- _Listed records_
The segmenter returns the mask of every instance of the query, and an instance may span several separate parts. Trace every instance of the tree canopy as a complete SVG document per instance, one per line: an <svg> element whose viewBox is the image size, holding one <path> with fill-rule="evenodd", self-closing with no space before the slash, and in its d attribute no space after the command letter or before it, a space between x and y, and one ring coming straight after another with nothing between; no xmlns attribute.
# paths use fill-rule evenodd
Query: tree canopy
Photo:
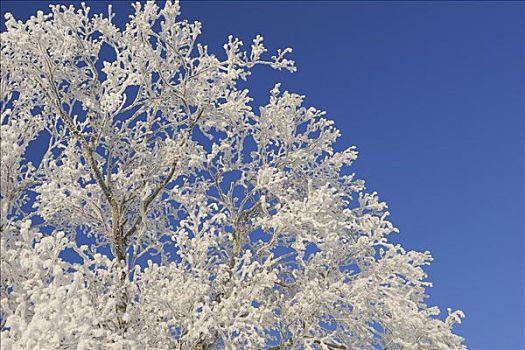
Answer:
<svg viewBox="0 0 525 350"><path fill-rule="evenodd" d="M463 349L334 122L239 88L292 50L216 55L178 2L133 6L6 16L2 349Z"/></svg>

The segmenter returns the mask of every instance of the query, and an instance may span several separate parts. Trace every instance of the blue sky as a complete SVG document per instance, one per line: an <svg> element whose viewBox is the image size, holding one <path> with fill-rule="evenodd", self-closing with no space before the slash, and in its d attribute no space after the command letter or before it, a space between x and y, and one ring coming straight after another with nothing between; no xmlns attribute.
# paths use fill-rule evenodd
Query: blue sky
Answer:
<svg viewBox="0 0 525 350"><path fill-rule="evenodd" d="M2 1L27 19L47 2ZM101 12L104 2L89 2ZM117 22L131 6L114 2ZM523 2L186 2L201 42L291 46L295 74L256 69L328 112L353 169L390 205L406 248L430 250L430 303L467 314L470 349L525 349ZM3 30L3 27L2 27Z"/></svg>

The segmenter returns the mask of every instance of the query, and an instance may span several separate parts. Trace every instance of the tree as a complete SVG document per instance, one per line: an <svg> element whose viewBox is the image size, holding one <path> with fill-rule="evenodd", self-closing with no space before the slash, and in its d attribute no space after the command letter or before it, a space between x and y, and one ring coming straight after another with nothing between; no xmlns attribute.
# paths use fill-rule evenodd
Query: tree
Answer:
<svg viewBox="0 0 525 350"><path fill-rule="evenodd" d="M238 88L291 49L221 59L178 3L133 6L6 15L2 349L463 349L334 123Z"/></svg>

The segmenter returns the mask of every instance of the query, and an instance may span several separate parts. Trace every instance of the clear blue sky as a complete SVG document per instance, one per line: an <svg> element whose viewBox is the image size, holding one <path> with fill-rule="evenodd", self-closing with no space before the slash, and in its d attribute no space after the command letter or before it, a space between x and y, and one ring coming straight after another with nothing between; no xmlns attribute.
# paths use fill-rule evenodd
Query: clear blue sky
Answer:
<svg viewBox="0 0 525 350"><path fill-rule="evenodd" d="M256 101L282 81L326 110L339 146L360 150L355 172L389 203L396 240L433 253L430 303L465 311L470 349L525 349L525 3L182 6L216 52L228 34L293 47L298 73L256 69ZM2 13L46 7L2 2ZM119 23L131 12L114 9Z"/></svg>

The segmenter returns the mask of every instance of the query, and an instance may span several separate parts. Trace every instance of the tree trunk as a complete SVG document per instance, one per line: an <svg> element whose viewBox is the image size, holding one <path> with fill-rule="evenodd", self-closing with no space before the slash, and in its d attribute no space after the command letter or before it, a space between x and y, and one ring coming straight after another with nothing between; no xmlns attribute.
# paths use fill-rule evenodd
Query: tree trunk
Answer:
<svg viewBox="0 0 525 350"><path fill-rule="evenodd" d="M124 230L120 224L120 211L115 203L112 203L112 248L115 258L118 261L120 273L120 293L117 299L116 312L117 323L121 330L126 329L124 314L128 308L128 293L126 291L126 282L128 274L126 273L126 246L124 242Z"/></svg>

---

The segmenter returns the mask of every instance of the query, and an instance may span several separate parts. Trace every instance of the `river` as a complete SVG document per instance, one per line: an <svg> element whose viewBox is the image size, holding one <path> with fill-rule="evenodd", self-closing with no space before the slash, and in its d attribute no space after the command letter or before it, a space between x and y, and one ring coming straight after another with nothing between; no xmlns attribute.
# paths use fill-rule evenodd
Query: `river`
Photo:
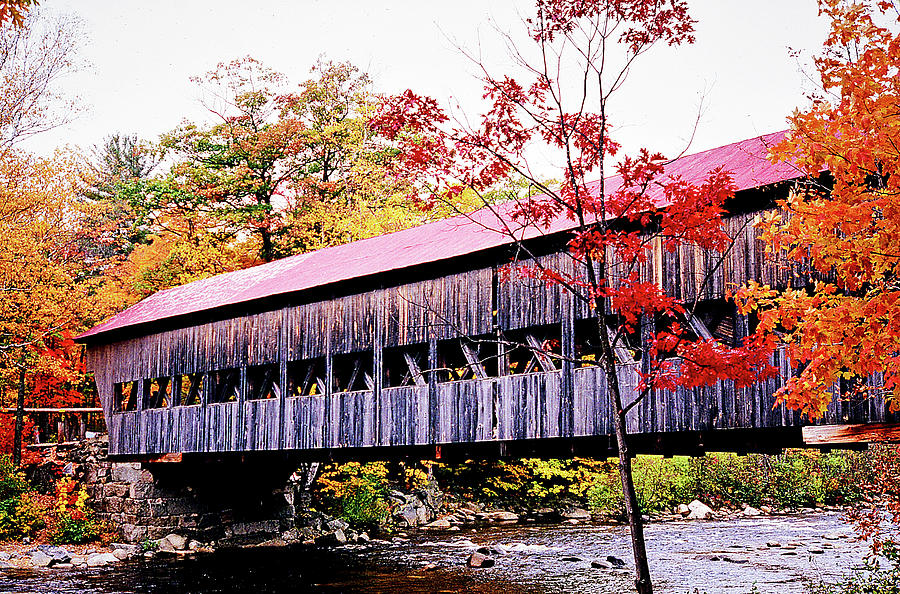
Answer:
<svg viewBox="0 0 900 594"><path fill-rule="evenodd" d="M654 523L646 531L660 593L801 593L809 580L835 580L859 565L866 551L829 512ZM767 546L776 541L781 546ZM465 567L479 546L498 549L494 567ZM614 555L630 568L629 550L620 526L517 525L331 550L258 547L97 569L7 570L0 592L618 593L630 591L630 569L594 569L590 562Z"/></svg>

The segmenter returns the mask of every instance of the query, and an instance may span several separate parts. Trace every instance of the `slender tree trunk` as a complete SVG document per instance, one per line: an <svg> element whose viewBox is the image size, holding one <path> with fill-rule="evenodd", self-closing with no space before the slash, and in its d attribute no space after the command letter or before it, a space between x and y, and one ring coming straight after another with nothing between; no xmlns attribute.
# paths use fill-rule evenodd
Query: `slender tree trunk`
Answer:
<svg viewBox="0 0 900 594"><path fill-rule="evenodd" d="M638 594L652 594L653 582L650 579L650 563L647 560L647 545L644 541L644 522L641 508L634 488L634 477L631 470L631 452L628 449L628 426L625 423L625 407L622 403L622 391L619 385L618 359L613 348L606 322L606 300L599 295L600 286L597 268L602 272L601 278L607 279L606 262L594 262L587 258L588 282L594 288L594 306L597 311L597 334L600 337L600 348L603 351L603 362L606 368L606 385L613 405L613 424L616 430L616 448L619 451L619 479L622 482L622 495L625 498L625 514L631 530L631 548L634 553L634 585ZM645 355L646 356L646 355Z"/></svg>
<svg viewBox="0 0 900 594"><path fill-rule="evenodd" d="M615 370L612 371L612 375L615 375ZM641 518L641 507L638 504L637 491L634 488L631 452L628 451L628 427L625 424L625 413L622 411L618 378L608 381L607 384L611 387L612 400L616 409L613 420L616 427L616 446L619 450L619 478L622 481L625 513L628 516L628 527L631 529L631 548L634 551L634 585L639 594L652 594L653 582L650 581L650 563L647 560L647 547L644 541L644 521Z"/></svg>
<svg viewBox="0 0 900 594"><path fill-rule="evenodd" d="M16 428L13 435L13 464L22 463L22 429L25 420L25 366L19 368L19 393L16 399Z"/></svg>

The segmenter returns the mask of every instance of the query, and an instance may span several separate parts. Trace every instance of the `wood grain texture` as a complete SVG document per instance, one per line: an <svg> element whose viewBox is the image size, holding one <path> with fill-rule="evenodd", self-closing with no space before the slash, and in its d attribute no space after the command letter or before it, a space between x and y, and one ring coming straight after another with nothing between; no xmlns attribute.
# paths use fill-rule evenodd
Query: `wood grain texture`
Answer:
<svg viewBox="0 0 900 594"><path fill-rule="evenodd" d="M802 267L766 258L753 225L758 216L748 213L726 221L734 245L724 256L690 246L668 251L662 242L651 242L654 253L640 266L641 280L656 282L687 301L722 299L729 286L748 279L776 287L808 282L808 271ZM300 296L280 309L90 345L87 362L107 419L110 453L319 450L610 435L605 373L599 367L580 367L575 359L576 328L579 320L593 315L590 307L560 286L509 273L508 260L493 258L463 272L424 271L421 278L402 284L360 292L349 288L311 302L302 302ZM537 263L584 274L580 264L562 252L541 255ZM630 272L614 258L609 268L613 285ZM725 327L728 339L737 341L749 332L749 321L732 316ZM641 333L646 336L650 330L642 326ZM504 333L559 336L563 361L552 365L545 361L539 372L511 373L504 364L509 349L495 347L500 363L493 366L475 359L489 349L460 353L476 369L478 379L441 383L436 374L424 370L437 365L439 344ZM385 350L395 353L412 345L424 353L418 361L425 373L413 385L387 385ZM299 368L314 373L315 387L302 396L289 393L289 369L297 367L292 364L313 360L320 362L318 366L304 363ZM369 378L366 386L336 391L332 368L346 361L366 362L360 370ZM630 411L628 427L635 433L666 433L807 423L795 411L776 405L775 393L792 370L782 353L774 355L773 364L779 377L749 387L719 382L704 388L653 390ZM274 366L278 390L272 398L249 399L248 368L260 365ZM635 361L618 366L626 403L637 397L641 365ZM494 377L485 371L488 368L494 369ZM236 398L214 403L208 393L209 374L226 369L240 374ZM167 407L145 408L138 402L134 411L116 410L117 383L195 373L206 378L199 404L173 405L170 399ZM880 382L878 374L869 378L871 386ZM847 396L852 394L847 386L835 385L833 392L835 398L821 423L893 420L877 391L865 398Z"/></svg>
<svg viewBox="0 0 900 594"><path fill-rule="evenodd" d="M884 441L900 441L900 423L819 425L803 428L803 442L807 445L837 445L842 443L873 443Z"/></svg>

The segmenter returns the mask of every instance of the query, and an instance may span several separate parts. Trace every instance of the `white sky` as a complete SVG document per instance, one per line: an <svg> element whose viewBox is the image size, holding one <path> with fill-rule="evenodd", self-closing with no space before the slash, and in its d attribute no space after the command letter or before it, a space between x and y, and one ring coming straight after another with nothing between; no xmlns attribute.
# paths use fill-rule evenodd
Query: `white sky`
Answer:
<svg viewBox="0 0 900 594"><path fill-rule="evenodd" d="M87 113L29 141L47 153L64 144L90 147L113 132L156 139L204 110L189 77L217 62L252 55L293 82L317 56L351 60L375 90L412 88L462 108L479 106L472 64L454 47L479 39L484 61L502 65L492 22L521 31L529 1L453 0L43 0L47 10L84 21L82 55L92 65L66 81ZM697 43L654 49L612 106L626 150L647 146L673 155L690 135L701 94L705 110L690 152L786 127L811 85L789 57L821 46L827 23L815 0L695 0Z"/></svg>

- _Task statement_
Compute how many lines of the records above hold the string "river". Give the number with no other output.

- _Output for this task_
2